Recorded information
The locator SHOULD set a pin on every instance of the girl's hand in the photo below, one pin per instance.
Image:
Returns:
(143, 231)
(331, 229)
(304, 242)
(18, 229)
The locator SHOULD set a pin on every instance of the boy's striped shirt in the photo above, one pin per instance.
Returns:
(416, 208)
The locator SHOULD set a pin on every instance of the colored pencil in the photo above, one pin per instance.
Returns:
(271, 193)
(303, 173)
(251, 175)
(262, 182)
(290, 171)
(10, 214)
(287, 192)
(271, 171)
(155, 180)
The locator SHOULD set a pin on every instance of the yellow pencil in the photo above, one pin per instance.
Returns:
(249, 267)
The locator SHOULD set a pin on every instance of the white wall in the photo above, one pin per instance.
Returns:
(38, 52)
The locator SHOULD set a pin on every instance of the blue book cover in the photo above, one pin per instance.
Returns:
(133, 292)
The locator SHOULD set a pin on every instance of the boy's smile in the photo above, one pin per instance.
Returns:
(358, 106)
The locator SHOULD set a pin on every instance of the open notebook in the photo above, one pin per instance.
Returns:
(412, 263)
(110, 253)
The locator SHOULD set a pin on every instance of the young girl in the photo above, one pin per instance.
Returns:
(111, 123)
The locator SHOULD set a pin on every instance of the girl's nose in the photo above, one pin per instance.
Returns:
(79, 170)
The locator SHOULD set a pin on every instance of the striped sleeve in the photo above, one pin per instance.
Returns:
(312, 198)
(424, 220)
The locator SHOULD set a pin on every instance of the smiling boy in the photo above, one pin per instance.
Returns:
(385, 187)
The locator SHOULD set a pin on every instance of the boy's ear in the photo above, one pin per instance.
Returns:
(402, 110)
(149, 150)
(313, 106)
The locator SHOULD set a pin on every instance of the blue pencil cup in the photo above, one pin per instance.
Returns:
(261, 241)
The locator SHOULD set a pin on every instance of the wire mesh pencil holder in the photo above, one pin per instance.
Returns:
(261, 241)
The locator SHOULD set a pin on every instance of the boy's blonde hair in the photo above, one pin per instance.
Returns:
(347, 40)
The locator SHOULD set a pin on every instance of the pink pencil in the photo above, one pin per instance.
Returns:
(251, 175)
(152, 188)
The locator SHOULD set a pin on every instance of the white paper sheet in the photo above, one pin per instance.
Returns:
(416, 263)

Directions for this task
In how many lines of the entries does "girl" appear? Reply with only the number.

Response below
3